··· Selected passage ···

“The ecclesiastical authority had been specially employed in keeping watch over the progress of thought; and the censorship of books was a daily annoyance to the philosophes. By defending the common liberties of the human mind against the Church, they were combating in their own cause: and they began by breaking the shackles which pressed most closely on themselves.”
Just so. And they are not to be blamed if they pressed first and most earnestly reforms which they knew by painful experience to be necessary. All reformers are wont thus to begin at home. It is to their honour if, not content with shaking off their own fetters, they begin to see that others are fettered likewise; and, reasoning from the particular to the universal, to learn that their own cause is the cause of mankind.
There is, therefore, no reason to doubt that these men were honest, when they said that they were combating, not in their own cause merely, but in that of humanity; and that the Church was combating in her own cause, and that of her power and privilege. The Church replied that she, too, was combating for humanity; for its moral and eternal well-being. But that is just what the philosophes denied. They said (and it is but fair to take a statement which appears on the face of all their writings; which is the one key-note on which they ring perpetual changes), that the cause of the Church in France was not that of humanity, but of inhumanity; not that of nature, but of unnature; not even that of grace, but of disgrace. Truely or falsely, they complained that the French clergy had not only identified themselves with the repression of free thought, and of physical science, especially that of the Newtonian astronomy, but that they had proved themselves utterly unfit, for centuries past, to exercise any censorship whatsoever over the thoughts of men: that they had identified themselves with the cause of darkness, not of light; with persecution and torture, with the dragonnades of Louis XIV., with the murder of Calas and of Urban Grandier; with celibacy, hysteria, demonology, witchcraft, and the shameful public scandals, like those of Gauffredi, Grandier, and Pere Giraud, which had arisen out of mental disease; with forms of worship which seemed to them (rightly or wrongly) idolatry, and miracles which seemed to them (rightly or wrongly) impostures; that the clergy interfered perpetually with the sanctity of family life, as well as with the welfare of the state; that their evil counsels, and specially those of the Jesuits, had been patent and potent causes of much of the misrule and misery of Louis XIV.’s and XV.’s reigns; and that with all these heavy counts against them, their morality was not such as to make other men more moral; and was not—at least among the hierarchy—improving, or likely to improve. To a Mazarin, a De Retz, a Richelieu (questionable men enough) had succeeded a Dubois, a Rohan, a Lomenie de Brienne, a Maury, a Talleyrand; and at the revolution of 1789 thoughtful Frenchmen asked, once and for all, what was to be done with a Church of which these were the hierophants?

··· Supplied records ···

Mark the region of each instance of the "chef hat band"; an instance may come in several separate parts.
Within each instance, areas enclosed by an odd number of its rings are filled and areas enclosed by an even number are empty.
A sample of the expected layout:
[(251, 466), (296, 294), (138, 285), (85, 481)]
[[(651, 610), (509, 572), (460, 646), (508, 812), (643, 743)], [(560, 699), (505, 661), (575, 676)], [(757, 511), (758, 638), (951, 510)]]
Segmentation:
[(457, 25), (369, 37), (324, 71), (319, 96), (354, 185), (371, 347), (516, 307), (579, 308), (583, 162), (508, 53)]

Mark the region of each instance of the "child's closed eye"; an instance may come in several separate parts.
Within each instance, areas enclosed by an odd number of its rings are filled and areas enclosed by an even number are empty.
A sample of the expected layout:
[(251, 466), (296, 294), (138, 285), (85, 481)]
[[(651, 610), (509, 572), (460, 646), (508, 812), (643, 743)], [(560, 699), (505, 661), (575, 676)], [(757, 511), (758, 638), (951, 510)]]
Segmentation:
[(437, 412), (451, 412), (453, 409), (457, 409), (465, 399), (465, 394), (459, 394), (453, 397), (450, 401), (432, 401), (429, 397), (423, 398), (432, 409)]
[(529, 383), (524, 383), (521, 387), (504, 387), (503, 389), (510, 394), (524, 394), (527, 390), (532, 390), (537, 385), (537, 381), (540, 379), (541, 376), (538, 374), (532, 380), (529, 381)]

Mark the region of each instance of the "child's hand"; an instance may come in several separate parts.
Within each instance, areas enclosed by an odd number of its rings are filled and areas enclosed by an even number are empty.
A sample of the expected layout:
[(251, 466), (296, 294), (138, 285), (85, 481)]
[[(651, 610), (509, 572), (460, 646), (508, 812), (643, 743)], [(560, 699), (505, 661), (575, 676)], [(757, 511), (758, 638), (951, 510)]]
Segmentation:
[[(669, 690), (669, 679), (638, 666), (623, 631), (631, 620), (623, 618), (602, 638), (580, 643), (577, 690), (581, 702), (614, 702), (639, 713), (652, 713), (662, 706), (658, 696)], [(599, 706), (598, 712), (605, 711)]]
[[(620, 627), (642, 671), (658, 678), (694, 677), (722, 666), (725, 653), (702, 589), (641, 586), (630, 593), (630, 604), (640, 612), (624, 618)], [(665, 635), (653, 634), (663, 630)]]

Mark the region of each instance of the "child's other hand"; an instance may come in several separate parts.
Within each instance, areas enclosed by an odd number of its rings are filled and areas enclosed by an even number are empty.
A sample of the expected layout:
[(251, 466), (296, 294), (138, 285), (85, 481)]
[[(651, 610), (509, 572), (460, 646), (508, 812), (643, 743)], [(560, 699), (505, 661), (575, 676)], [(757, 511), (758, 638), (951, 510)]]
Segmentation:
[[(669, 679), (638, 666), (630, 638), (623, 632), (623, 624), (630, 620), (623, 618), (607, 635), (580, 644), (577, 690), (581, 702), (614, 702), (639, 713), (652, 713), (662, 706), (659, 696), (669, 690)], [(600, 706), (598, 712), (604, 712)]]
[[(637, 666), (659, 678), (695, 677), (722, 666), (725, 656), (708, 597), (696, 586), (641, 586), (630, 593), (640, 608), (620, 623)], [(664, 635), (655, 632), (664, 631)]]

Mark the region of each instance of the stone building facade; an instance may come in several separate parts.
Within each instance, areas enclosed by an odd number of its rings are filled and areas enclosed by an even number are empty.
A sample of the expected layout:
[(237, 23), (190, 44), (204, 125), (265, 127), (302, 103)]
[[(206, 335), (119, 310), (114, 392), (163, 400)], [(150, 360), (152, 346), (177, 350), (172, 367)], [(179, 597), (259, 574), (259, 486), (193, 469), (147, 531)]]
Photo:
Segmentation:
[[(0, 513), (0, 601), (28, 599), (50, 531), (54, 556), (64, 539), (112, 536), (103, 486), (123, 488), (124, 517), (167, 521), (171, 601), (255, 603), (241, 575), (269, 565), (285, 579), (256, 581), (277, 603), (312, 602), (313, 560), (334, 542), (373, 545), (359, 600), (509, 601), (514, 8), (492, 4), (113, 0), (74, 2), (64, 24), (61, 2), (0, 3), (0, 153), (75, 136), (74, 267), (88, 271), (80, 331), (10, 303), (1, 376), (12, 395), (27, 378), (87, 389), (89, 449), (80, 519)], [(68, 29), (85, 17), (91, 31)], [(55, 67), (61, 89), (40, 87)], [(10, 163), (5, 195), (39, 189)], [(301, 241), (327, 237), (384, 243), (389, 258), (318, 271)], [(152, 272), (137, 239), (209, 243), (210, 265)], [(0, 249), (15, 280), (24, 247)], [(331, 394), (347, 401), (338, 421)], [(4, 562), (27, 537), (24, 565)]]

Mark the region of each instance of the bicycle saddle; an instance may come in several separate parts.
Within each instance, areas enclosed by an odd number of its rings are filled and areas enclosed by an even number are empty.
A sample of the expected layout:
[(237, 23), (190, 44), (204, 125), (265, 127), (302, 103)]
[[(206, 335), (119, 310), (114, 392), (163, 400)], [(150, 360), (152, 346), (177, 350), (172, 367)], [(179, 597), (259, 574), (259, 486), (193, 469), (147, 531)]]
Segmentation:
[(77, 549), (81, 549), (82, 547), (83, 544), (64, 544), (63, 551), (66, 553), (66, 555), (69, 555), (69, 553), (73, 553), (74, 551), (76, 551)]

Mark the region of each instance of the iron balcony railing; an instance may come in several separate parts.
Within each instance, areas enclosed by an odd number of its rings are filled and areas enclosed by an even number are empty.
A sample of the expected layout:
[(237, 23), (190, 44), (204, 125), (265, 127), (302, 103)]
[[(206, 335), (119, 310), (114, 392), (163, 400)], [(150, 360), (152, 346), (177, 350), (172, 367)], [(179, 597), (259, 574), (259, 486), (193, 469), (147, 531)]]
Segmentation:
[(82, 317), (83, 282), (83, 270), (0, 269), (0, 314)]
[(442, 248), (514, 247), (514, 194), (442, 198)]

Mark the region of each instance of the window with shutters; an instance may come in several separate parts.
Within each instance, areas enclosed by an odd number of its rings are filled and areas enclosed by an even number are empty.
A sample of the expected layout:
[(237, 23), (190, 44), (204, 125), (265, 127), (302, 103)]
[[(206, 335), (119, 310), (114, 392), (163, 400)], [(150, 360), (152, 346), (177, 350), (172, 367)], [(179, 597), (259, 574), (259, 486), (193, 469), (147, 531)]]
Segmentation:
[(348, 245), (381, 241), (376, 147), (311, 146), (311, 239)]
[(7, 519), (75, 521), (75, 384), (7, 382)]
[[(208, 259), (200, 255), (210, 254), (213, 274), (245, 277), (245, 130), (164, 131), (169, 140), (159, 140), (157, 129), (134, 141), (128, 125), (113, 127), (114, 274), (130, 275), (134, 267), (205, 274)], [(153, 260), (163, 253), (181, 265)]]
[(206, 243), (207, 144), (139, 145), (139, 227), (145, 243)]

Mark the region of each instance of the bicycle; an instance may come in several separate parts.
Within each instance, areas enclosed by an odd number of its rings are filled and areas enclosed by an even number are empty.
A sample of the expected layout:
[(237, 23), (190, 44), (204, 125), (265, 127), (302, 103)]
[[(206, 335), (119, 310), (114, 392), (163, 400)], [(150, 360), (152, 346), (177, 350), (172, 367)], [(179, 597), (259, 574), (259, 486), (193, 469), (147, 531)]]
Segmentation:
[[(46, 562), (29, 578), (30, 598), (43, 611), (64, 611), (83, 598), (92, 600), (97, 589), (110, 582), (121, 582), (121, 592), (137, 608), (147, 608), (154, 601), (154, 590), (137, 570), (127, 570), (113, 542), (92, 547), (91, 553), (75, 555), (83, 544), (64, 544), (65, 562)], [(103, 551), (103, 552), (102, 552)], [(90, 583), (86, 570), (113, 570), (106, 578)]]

···
··· Supplied records ···

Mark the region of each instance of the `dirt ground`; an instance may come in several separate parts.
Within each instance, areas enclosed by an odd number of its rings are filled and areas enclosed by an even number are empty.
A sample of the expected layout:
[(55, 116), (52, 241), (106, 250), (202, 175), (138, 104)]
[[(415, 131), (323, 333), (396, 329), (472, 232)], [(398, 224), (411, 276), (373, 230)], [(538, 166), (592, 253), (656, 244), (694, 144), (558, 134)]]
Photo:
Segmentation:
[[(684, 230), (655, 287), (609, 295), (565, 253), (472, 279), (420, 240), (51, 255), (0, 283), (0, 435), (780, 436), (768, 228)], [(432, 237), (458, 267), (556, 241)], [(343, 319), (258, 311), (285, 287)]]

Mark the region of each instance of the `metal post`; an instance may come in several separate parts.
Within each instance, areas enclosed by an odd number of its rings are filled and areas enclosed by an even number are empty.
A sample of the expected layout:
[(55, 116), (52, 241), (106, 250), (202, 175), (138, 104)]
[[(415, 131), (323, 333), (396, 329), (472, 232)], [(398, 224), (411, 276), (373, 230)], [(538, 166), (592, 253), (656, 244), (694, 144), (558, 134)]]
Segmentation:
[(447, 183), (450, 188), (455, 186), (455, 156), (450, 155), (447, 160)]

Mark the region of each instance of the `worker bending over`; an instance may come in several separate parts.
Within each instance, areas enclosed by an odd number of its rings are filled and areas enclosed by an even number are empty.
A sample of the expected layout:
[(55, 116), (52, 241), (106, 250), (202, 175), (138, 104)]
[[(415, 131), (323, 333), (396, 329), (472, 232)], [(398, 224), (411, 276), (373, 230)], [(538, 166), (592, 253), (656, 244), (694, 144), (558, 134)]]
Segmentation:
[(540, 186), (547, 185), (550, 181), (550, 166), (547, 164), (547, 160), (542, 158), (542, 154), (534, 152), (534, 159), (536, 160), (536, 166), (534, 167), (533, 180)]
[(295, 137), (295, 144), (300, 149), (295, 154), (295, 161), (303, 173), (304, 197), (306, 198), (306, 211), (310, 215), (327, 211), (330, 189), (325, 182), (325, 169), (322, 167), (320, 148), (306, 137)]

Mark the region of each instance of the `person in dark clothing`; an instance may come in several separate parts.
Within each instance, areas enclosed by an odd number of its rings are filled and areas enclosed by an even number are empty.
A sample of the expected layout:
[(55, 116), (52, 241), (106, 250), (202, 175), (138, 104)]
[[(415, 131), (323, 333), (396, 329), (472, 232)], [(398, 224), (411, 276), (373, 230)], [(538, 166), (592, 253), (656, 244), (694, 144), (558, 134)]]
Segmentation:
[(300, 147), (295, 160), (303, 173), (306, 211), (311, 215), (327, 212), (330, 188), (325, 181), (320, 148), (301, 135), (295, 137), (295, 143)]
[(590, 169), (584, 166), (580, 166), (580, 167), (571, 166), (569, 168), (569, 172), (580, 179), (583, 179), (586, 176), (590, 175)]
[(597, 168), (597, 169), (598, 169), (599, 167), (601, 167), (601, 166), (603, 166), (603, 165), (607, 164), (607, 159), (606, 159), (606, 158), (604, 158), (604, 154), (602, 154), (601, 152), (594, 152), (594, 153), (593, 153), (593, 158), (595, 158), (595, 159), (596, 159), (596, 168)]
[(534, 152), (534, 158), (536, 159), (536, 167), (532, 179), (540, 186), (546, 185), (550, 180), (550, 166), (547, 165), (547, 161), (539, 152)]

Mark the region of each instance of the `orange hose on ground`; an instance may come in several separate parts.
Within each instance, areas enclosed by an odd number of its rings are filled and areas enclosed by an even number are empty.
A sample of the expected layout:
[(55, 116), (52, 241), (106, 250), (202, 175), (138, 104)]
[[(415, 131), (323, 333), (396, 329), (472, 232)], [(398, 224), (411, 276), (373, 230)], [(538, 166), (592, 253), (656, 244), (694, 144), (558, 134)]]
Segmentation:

···
··· Supplied records ···

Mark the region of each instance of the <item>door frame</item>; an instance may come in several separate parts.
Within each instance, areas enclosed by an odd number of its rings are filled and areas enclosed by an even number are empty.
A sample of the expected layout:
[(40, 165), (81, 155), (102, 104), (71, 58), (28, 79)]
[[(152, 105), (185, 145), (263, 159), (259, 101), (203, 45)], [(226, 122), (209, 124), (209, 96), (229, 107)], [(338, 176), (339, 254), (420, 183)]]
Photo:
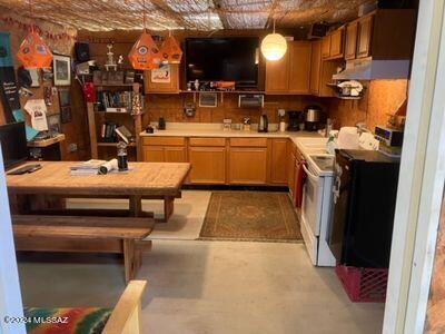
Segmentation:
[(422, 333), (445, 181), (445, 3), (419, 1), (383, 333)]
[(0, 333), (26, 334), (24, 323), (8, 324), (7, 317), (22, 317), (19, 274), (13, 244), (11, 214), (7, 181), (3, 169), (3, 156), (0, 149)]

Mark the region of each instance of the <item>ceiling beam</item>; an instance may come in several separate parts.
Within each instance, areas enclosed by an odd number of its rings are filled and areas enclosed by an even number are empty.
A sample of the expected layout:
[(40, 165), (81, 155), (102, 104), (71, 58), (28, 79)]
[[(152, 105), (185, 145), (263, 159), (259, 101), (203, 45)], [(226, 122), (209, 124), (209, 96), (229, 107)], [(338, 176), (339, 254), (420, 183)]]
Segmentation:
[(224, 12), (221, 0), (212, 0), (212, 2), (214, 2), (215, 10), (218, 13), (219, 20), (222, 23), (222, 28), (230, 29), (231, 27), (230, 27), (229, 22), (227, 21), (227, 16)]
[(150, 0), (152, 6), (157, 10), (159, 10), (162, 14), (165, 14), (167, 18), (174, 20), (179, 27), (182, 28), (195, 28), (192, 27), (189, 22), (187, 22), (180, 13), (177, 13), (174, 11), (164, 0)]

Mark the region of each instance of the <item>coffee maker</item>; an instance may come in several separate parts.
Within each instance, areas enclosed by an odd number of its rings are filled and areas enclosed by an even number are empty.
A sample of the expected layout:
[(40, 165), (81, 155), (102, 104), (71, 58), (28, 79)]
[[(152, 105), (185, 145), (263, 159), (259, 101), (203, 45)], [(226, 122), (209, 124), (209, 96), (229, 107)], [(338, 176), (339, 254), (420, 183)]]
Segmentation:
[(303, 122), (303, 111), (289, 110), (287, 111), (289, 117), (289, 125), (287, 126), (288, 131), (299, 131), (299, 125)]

···

-- What needs to be done --
Reproduce the passage about the philosophes and the French Church word for word, beginning at "Just so. And" and stopping after "cause of mankind.".

-- Exercise answer --
Just so. And they are not to be blamed if they pressed first and most earnestly reforms which they knew by painful experience to be necessary. All reformers are wont thus to begin at home. It is to their honour if, not content with shaking off their own fetters, they begin to see that others are fettered likewise; and, reasoning from the particular to the universal, to learn that their own cause is the cause of mankind.